→ **WRITTEN REQUEST A**: Please locate every line in the entries that contains the word "bare" and copy each one. Case counts.

#### PASSAGE PROVIDED

That quote from Paul Bogush helped me to realize further that I could build a strong community of teacher support online. It wasn’t just about a bunch of people sharing links to good articles and talking about what they were reading in class that day. The community of teachers online is robust and responsive. The community in my building was disparate and disconnected at best, even if you count the few close friends I had there. As Hugh MacLeod’s scribbling suggests, the wider ability of a network to provide support is stronger than any single node.

Zen and the Art of Digital Maintenance

When I was hired for my first job as a reading teacher, I was endowed with the blessing of a filing cabinet full of resources from a decade of courses past. My predecessor, a wonderful teacher whom I still call friend, is a total type-A hoarder. Not only did she keep what appeared to be everything she’d ever used, but she had ten years of day-by-day planners to give to me too. I was excited to receive such a gift, but…

It was a little overwhelming.

########

→ **WRITTEN REQUEST B**:
Answer these questions from the passage:
(i) Whose quote helped the writer see that a strong community of teacher support could be built online?
(ii) What kind of teacher was the writer hired as for a first job?
(iii) How many years of day-by-day planners did the predecessor have to give?

#### PROVIDED INFORMATION

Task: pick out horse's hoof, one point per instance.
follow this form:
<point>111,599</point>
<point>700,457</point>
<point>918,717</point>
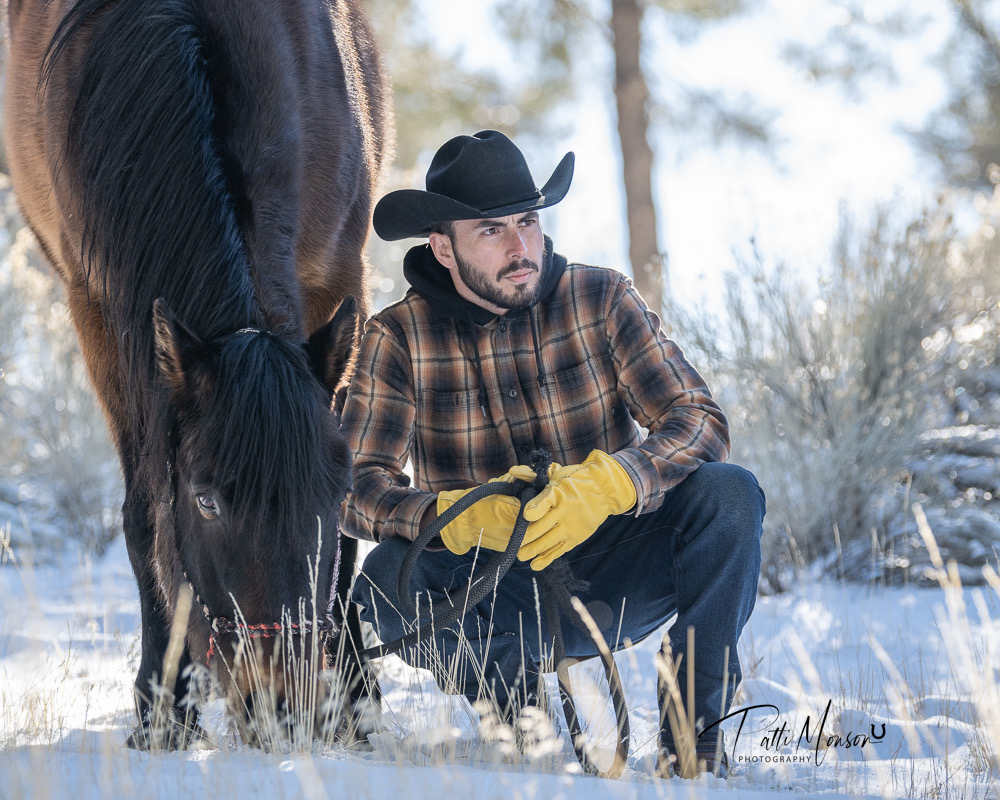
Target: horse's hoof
<point>171,735</point>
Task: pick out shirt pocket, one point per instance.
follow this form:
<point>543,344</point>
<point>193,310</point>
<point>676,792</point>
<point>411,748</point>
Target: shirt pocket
<point>456,445</point>
<point>585,409</point>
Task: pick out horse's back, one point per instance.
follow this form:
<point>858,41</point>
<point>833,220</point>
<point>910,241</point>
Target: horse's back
<point>32,131</point>
<point>300,120</point>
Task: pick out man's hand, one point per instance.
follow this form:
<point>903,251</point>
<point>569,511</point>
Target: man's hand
<point>488,523</point>
<point>574,504</point>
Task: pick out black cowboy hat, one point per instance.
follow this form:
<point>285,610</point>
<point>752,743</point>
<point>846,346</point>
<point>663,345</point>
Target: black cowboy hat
<point>471,177</point>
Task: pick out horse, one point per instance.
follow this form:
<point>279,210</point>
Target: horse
<point>200,176</point>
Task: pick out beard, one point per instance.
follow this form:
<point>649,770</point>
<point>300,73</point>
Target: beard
<point>492,291</point>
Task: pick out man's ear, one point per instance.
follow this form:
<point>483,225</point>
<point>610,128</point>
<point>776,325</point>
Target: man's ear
<point>443,249</point>
<point>331,348</point>
<point>177,348</point>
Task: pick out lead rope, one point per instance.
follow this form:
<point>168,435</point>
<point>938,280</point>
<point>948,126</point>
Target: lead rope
<point>556,580</point>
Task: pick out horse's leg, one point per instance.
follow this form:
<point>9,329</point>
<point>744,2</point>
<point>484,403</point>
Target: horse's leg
<point>357,679</point>
<point>101,359</point>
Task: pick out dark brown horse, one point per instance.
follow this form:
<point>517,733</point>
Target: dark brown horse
<point>200,175</point>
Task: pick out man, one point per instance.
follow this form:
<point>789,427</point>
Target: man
<point>501,347</point>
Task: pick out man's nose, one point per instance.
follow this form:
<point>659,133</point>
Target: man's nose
<point>515,244</point>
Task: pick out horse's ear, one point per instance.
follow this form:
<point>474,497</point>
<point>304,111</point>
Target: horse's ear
<point>331,348</point>
<point>177,348</point>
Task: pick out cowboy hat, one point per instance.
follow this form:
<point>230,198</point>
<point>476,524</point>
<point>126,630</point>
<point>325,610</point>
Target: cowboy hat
<point>470,177</point>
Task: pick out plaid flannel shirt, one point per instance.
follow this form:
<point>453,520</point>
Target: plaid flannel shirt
<point>601,365</point>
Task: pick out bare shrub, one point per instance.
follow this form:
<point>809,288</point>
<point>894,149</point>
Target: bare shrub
<point>828,388</point>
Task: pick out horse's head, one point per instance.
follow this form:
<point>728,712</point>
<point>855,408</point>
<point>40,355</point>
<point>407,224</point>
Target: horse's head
<point>258,469</point>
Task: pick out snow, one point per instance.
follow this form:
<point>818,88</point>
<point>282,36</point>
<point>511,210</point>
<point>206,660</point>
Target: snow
<point>846,657</point>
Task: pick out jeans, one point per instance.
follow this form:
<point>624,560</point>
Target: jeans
<point>697,555</point>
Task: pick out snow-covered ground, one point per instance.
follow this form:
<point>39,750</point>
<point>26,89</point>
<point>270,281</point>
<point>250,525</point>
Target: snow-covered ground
<point>843,659</point>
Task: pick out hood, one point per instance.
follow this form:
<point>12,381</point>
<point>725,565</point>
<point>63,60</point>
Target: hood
<point>433,283</point>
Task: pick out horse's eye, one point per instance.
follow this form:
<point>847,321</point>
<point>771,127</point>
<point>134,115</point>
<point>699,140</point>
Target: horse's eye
<point>207,506</point>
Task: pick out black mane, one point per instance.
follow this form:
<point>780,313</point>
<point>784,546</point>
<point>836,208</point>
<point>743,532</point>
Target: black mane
<point>274,444</point>
<point>143,158</point>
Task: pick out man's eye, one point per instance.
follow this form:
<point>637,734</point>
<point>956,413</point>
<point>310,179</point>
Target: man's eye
<point>208,506</point>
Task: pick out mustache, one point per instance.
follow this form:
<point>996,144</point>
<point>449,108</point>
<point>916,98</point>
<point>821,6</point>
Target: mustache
<point>520,265</point>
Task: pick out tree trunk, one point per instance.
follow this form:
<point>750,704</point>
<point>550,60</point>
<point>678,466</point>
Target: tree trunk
<point>631,96</point>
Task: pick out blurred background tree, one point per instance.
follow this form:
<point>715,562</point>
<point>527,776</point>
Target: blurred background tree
<point>962,136</point>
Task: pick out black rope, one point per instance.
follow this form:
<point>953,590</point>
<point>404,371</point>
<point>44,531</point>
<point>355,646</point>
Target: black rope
<point>557,579</point>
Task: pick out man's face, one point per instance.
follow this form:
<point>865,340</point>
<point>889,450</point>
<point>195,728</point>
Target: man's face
<point>495,263</point>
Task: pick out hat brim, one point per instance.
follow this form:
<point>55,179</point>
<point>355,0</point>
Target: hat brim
<point>410,213</point>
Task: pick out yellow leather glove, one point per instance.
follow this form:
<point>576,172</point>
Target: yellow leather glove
<point>574,504</point>
<point>488,523</point>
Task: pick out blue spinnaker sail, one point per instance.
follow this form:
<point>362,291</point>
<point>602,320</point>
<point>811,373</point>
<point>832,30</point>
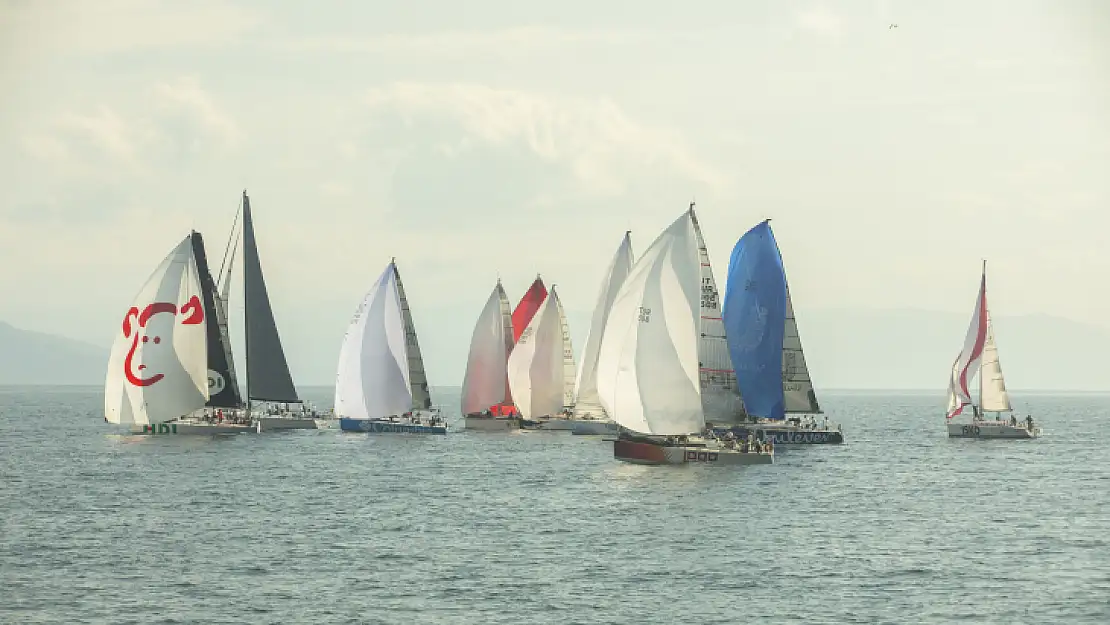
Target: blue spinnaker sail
<point>755,319</point>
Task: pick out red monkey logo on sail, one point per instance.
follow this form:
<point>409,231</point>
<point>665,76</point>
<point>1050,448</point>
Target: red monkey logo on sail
<point>192,308</point>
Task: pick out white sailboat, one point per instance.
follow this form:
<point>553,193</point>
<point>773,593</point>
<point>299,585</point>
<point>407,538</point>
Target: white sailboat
<point>486,400</point>
<point>158,372</point>
<point>647,366</point>
<point>979,356</point>
<point>588,415</point>
<point>381,384</point>
<point>536,364</point>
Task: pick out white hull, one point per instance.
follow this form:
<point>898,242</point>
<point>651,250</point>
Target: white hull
<point>492,423</point>
<point>594,427</point>
<point>990,430</point>
<point>194,429</point>
<point>273,423</point>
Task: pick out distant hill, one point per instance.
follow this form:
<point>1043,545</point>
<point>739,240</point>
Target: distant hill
<point>33,358</point>
<point>912,349</point>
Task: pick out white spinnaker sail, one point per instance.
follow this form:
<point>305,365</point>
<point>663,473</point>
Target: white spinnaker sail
<point>373,370</point>
<point>158,368</point>
<point>647,366</point>
<point>485,383</point>
<point>992,396</point>
<point>568,369</point>
<point>535,366</point>
<point>585,396</point>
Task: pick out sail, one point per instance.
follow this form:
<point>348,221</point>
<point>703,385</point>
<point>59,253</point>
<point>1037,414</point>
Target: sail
<point>992,395</point>
<point>527,306</point>
<point>485,383</point>
<point>647,377</point>
<point>373,371</point>
<point>568,368</point>
<point>798,395</point>
<point>585,395</point>
<point>158,368</point>
<point>535,365</point>
<point>223,389</point>
<point>968,361</point>
<point>417,379</point>
<point>720,396</point>
<point>755,320</point>
<point>268,377</point>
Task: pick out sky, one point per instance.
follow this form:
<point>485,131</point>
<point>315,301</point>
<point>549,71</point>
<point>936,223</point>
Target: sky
<point>501,139</point>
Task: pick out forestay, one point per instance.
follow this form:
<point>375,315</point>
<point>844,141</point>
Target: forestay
<point>647,365</point>
<point>158,368</point>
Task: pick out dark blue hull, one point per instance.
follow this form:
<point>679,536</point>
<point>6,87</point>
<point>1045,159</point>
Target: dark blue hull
<point>779,436</point>
<point>385,426</point>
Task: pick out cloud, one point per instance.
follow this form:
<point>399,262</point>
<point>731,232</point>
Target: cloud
<point>603,149</point>
<point>171,120</point>
<point>819,20</point>
<point>506,41</point>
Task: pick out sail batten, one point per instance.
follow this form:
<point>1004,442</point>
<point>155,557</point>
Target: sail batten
<point>647,365</point>
<point>585,395</point>
<point>720,395</point>
<point>268,375</point>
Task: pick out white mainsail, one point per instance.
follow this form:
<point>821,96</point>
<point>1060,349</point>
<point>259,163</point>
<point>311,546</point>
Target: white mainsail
<point>485,383</point>
<point>569,371</point>
<point>720,394</point>
<point>647,365</point>
<point>798,395</point>
<point>535,366</point>
<point>373,370</point>
<point>585,395</point>
<point>992,395</point>
<point>417,377</point>
<point>158,368</point>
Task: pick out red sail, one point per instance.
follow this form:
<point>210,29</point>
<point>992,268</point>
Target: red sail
<point>525,310</point>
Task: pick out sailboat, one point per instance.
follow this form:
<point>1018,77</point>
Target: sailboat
<point>381,385</point>
<point>271,396</point>
<point>647,365</point>
<point>486,399</point>
<point>766,348</point>
<point>979,356</point>
<point>589,416</point>
<point>159,379</point>
<point>535,364</point>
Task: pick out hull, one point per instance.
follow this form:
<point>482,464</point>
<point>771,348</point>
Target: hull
<point>194,429</point>
<point>386,426</point>
<point>990,430</point>
<point>648,453</point>
<point>594,427</point>
<point>493,423</point>
<point>273,423</point>
<point>786,434</point>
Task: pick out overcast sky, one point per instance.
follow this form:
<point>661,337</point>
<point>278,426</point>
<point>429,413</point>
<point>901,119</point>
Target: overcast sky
<point>490,138</point>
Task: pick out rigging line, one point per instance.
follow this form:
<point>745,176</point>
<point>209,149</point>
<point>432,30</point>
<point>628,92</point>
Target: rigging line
<point>229,249</point>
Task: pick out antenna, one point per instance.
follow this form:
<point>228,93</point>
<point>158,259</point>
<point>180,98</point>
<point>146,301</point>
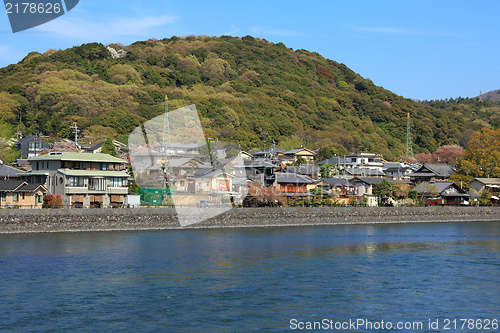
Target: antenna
<point>75,131</point>
<point>409,146</point>
<point>166,125</point>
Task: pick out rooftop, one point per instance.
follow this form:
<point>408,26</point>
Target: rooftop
<point>82,157</point>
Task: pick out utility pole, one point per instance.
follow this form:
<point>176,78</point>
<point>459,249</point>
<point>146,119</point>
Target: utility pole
<point>409,146</point>
<point>167,171</point>
<point>75,131</point>
<point>166,124</point>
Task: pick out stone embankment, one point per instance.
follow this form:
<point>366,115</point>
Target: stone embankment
<point>75,220</point>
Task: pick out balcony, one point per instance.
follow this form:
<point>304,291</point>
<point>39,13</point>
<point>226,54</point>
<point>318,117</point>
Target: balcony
<point>118,190</point>
<point>76,189</point>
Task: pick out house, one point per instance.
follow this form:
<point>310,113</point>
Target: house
<point>297,154</point>
<point>259,172</point>
<point>7,172</point>
<point>269,154</point>
<point>97,148</point>
<point>292,183</point>
<point>246,156</point>
<point>337,161</point>
<point>31,146</point>
<point>363,172</point>
<point>20,194</point>
<point>397,170</point>
<point>365,160</point>
<point>309,170</point>
<point>481,184</point>
<point>340,188</point>
<point>441,193</point>
<point>428,172</point>
<point>207,185</point>
<point>364,186</point>
<point>81,179</point>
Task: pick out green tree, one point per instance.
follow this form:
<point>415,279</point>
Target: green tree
<point>7,151</point>
<point>325,171</point>
<point>109,148</point>
<point>384,191</point>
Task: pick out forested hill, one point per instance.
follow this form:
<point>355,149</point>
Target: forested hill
<point>247,90</point>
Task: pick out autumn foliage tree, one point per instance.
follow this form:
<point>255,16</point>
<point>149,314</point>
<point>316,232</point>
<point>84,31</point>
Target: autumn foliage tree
<point>482,158</point>
<point>260,196</point>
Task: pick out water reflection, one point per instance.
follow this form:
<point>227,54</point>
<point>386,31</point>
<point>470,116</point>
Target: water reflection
<point>258,277</point>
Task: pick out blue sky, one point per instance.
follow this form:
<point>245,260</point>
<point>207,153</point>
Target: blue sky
<point>418,49</point>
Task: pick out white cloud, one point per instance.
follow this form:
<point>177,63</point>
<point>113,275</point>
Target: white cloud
<point>110,29</point>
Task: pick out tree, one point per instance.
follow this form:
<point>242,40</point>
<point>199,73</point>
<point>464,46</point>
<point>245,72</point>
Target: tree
<point>325,170</point>
<point>482,157</point>
<point>109,148</point>
<point>384,191</point>
<point>449,154</point>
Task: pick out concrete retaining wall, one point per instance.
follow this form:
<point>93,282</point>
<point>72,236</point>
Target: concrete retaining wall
<point>72,220</point>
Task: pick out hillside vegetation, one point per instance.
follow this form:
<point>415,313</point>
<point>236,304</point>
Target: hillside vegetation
<point>247,90</point>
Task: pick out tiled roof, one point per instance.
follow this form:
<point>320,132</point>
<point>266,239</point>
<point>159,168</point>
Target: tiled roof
<point>82,157</point>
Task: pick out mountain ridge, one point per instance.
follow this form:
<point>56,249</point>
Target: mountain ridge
<point>247,91</point>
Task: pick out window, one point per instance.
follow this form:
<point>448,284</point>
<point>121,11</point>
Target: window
<point>76,182</point>
<point>97,184</point>
<point>115,182</point>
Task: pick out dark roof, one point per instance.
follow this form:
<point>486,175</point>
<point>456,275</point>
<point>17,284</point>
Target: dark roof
<point>31,188</point>
<point>488,181</point>
<point>293,178</point>
<point>367,180</point>
<point>440,186</point>
<point>395,169</point>
<point>333,160</point>
<point>296,150</point>
<point>270,151</point>
<point>28,138</point>
<point>9,172</point>
<point>97,146</point>
<point>303,169</point>
<point>365,171</point>
<point>10,185</point>
<point>202,171</point>
<point>439,170</point>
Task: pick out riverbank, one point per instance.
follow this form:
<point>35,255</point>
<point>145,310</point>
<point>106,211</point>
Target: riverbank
<point>78,220</point>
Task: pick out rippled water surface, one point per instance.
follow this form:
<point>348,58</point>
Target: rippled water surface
<point>251,279</point>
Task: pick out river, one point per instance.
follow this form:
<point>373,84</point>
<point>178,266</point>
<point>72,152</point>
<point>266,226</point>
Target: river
<point>253,279</point>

########

→ **SOLUTION A**:
Task: pick out bare shrub, one point per instance.
Target: bare shrub

→ **SOLUTION B**:
(i) Paul Bogush
(ii) A reading teacher
(iii) Ten years